**Задания:**
1) Верните отрывок из заметок о Вьетнаме от слов «В Хошимин, бывший» до слов «роде творческим конфликтом.» без единого изменения.
2) Определите, согласуются ли с заметками о Вьетнаме следующие утверждения: (а) перед поездкой в незнакомую страну автор заранее что-нибудь о ней читает; (б) вьетнамцы сохранили иероглифическую письменность; (в) Японию автор называет образцом крайнего локализма. На каждое ответьте «да» или «нет» и дословно приведите решающие слова текста.

**Исходный текст:**
* * *
Недержание паузы

Заметки о современном Вьетнаме и древней Камбодже

Сайгонская амнезия

В Хошимин, бывший Сайгон, я ехал с настроением. Я всегда так еду в незнакомую страну: заранее что-нибудь о ней читаю, определяю для себя или, лучше сказать, воображаю себе главные коллизии ее истории, настраиваюсь на некую эмоциональную волну, а потом предоставляю моим догадкам сталкиваться с действительностью. Так интереснее ездить, да и результат частенько получается неожиданный - как в хорошо закрученной пьесе. Опять же недурное, скажу вам, лекарство от скуки современной туриндустрии. Одним словом, путешествие должно быть не просто приключением, но и экспериментом, и даже (почему бы нет?) в своем роде творческим конфликтом.

Во Вьетнаме меня, китаиста, больше всего заинтересовало место этой страны в отношениях между центром и периферией Восточноазиатского ареала. Вообще говоря, надо различать два основных типа цивилизаций: континентальный, или имперский, и локальный, тяготеющий к форме национального государства. Первый тип ищет опору в символизме культуры и укоренен в малопонятной современному человеку мистической глубине сознания. Второй тип устанавливает предметность опыта и руководствуется тождеством понятий и вещей. Символическое миропонимание империи рыхло и неустойчиво, лишено сильной идентичности. В ее центре периодически случаются социальные взрывы, и осколки имперского порядка разлетаются в стороны, оседая на окраинах имперского мира и порождая химерические государства, в которых имперское величие смешивается с племенной, а в последние столетия уже и протонациональной культурной почвой. Под стать этим политическим химерам и тип периферийного правителя - человека столь же простого, сколь и тщеславного, вечно жаждущего быть большим роялистом, чем сам король. Со временем имперское и локальное отходят все дальше друг от друга, все больше радикализируются и друг с другом конфликтуют. В отдельных случаях, как было в Японии - образце крайнего локализма, происходит инверсия имперства и локальности, и тогда верх берет национально-консервативная идеология в имперской оболочке. Японцы и сегодня убеждены, что понимают исконно китайский ритуал лучше самих китайцев, хотя безбожно путают сущность ритуального действия с дисциплиной и церемонностью. И, конечно, японский апофеоз искусственности жизни, этот едва ли не единственный в мире жизнеспособный триумф собственно человеческой воли, достигается ценой самого безжалостного внутреннего насилия.

Вьетнам являет ситуацию более запутанную, промежуточную и к тому же сильно усложненную французским колониальным владычеством. Упорное сопротивление всему китайскому, заставившее вьетнамцев даже отказаться от иероглифов ради латиницы, и сильнейшее давление тех же французов не помешали появлению во Вьетнаме конфуцианского социума и конфуциански окрашенного национализма. Вспомнить хотя бы южновьетнамского диктатора Нго Дин Дьема - ревностного католика по вере и несгибаемого конфуцианца по характеру, уже в начале 60-х годов запретившего танцы и даже любовные песенки. Тем не менее в Восточной Азии консервативный национализм в борьбе с национализмом революционным (в высшей своей фазе переходящим в квазиимперский коммунизм) повсюду потерпел поражение. Причина очевидна: невозможно влить молодое националистическое вино в старые мехи ритуальной культуры (этот урок, думаю, ожидает и наших консервативных фантазеров от национализма).
* * *
**Записи набора данных:**
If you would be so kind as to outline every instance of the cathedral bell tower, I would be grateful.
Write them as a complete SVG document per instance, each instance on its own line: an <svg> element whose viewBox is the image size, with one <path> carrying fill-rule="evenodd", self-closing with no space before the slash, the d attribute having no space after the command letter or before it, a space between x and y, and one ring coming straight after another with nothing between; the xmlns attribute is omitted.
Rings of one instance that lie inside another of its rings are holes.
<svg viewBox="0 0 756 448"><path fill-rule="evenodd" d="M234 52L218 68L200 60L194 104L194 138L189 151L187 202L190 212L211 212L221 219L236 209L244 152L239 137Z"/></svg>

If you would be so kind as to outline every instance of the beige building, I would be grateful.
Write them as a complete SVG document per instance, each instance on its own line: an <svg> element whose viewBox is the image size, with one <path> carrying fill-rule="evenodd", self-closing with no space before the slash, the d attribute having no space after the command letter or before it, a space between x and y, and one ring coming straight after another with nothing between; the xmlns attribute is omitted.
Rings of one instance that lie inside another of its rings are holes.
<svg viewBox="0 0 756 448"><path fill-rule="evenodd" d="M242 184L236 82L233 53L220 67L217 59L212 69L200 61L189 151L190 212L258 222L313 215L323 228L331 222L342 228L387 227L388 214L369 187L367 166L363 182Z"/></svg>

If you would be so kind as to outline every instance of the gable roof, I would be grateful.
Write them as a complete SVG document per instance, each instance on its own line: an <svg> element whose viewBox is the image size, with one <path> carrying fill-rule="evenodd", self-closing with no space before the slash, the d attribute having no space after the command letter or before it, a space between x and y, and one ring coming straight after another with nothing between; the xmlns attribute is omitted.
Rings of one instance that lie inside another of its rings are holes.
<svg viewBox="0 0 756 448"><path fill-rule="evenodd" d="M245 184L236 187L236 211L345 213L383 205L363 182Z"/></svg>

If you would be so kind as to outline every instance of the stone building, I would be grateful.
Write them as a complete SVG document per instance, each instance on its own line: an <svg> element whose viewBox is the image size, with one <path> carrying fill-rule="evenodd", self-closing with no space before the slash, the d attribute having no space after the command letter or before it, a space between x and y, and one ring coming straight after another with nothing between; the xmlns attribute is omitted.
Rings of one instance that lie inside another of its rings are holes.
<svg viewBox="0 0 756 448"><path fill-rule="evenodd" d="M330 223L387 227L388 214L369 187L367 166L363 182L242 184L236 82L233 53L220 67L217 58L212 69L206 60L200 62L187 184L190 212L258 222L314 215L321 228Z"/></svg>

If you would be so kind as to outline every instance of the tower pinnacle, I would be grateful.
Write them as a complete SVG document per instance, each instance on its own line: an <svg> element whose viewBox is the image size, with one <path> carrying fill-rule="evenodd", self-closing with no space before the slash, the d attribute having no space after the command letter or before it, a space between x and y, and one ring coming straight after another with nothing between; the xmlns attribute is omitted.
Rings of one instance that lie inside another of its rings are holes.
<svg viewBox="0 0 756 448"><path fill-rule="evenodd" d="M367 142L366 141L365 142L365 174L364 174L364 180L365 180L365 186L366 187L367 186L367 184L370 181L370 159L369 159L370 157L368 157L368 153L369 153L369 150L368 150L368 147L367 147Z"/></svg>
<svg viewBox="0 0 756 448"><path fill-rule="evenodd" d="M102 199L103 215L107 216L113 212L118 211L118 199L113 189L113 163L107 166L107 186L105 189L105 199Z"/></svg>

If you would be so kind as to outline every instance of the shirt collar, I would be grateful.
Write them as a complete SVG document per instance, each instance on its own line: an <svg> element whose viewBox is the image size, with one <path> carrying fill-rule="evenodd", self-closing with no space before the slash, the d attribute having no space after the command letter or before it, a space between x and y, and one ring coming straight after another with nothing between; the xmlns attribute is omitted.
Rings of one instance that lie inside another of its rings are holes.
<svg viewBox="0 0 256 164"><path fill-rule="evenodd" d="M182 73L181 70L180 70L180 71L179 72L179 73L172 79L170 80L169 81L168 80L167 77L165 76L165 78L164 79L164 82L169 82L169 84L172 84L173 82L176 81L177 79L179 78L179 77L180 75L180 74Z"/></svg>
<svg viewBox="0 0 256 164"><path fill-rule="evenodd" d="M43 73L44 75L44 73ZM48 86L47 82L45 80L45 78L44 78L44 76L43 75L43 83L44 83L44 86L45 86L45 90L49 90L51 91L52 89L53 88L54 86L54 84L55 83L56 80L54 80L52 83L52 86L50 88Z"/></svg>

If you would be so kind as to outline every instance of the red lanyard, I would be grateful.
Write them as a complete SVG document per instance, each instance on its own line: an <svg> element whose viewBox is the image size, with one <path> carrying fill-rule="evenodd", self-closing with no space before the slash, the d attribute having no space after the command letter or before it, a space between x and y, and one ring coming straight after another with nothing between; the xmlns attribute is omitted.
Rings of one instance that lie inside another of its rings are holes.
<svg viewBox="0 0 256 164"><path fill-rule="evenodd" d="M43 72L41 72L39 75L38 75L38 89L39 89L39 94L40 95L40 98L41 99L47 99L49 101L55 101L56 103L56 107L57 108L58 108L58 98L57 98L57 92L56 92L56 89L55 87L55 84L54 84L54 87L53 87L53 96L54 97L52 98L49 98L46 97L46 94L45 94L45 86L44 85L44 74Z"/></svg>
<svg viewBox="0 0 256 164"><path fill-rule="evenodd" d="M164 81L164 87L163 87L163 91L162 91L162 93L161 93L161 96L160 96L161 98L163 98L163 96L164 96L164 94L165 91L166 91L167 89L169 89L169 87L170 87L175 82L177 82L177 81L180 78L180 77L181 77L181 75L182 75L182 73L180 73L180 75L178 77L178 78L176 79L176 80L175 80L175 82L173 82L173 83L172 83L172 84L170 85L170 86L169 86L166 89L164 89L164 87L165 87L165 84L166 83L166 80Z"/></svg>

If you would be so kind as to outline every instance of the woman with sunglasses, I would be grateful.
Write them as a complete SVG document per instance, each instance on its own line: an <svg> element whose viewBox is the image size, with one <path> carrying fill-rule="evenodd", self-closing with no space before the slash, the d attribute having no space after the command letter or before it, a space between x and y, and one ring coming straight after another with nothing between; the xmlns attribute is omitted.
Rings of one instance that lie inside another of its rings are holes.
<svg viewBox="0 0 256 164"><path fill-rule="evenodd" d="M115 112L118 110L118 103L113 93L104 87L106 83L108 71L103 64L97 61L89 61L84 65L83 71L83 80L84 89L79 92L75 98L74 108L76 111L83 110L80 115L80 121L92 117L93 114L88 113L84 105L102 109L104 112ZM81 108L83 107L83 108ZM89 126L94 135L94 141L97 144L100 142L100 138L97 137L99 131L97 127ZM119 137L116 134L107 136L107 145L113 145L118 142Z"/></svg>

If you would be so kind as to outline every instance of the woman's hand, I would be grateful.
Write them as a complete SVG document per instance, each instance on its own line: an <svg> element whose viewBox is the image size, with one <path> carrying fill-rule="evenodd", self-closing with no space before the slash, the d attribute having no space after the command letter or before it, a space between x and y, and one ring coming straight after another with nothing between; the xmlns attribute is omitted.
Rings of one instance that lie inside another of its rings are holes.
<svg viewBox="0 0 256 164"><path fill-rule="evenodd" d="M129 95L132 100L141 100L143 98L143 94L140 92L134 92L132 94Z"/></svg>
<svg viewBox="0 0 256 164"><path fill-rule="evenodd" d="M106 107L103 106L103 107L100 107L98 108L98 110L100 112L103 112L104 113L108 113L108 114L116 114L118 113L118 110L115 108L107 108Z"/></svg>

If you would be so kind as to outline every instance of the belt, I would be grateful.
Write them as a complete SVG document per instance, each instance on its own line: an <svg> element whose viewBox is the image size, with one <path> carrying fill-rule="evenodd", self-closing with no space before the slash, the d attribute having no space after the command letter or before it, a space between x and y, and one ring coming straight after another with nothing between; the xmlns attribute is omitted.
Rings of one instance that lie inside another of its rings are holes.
* * *
**Правильные ответы:**
1)
В Хошимин, бывший Сайгон, я ехал с настроением. Я всегда так еду в незнакомую страну: заранее что-нибудь о ней читаю, определяю для себя или, лучше сказать, воображаю себе главные коллизии ее истории, настраиваюсь на некую эмоциональную волну, а потом предоставляю моим догадкам сталкиваться с действительностью. Так интереснее ездить, да и результат частенько получается неожиданный - как в хорошо закрученной пьесе. Опять же недурное, скажу вам, лекарство от скуки современной туриндустрии. Одним словом, путешествие должно быть не просто приключением, но и экспериментом, и даже (почему бы нет?) в своем роде творческим конфликтом.

2)
(а) Да: «заранее что-нибудь о ней читаю».
(б) Нет: «заставившее вьетнамцев даже отказаться от иероглифов ради латиницы».
(в) Да: «как было в Японии - образце крайнего локализма».